_STATED PROBLEM_
Reproduce only the stretch of data that opens with the line containing "Exercise. Annotate the black" and closes with the line containing "x=587, y=242", with "teal t-shirt" changed to "blue t-shirt" throughout and nothing else altered.

──────

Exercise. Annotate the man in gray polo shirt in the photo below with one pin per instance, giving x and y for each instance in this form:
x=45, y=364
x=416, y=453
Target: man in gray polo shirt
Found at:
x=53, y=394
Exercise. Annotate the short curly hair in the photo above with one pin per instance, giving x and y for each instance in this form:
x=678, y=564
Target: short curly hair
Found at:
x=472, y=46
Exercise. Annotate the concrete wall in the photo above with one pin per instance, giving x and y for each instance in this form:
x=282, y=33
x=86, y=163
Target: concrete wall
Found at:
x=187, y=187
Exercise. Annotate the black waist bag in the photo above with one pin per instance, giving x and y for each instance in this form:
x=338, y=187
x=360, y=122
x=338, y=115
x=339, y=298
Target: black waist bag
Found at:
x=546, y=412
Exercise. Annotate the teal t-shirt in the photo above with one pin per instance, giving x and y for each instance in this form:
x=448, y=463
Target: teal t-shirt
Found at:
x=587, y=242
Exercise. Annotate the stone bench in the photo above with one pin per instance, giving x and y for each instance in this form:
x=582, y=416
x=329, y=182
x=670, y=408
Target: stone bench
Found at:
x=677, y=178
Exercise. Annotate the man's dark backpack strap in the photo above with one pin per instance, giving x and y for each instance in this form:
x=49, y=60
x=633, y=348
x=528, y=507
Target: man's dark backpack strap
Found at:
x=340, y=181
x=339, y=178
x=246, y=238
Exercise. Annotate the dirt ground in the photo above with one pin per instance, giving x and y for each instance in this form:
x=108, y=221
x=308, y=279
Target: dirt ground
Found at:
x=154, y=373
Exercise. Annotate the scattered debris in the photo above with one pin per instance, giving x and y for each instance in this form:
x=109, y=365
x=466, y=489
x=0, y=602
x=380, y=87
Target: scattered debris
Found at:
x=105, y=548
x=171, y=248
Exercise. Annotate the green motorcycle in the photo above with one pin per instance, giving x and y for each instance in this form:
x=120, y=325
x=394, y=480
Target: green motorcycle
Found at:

──────

_OUTPUT OF THE TASK_
Exercise. Annotate the black waist bag in the photo above with one pin per instance, giving x and y for each instance in this form:
x=338, y=187
x=360, y=122
x=338, y=115
x=339, y=298
Target: black waist bag
Found at:
x=546, y=412
Exercise. Annotate the blue t-shirt in the photo above with one pin per instance, giving x and y for each instance in this form:
x=448, y=463
Target: blue t-shirt
Found at:
x=587, y=242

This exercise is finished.